** START OF DATA SHOWN **
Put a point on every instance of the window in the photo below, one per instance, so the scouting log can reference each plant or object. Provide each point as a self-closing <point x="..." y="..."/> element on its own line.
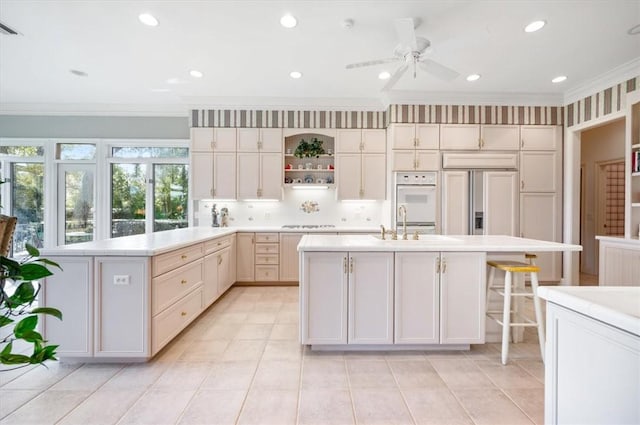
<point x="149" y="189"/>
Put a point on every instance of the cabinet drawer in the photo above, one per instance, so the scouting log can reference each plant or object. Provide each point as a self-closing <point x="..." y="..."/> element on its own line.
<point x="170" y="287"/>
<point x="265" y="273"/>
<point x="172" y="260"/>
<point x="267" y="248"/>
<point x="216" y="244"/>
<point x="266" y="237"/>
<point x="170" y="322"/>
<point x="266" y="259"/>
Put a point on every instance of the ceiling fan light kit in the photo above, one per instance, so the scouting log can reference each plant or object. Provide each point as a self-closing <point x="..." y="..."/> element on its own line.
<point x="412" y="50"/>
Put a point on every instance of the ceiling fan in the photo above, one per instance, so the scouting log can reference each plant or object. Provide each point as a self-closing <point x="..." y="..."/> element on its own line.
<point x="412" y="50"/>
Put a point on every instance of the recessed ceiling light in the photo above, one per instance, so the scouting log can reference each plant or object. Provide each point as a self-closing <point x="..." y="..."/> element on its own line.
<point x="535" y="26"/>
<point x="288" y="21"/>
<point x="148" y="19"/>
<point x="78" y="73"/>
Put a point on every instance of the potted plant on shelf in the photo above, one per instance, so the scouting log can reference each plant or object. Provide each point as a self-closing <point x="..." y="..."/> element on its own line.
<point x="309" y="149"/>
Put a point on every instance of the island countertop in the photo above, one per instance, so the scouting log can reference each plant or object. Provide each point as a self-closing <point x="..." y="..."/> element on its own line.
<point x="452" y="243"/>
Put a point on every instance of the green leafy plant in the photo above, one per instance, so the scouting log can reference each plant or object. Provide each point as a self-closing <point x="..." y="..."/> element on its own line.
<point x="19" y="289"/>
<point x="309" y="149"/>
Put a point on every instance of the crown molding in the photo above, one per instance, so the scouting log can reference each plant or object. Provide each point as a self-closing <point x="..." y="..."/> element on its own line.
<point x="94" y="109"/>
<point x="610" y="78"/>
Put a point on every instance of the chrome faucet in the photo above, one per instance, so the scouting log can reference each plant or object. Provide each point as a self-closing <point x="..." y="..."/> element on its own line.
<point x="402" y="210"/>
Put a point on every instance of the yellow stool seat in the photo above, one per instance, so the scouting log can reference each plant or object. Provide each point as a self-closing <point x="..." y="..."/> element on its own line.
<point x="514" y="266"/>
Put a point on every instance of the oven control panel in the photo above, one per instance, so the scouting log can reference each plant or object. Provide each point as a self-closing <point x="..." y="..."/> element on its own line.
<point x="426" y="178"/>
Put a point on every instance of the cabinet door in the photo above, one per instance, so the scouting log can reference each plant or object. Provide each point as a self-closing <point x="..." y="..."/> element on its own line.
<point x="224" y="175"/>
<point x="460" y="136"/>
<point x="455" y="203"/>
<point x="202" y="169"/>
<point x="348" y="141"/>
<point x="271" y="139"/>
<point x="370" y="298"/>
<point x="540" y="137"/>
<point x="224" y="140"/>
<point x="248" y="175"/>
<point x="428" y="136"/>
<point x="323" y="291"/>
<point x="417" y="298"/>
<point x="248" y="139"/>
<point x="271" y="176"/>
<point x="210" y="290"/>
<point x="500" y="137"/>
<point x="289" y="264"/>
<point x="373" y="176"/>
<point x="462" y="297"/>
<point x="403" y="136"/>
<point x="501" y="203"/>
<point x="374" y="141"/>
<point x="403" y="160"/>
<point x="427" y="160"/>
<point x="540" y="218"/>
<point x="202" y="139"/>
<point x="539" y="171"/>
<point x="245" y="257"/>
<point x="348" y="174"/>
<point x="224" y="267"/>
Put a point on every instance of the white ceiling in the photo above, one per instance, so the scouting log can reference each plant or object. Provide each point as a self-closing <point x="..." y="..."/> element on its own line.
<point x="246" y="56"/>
** END OF DATA SHOWN **
** START OF DATA SHOWN **
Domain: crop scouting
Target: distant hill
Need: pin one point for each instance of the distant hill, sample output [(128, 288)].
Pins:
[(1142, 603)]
** END OF DATA SHOWN **
### REQUIRED WORK
Report how many lines of the listing contain the string "ceiling". Give only the number.

### ANSWER TO THIS EXERCISE
4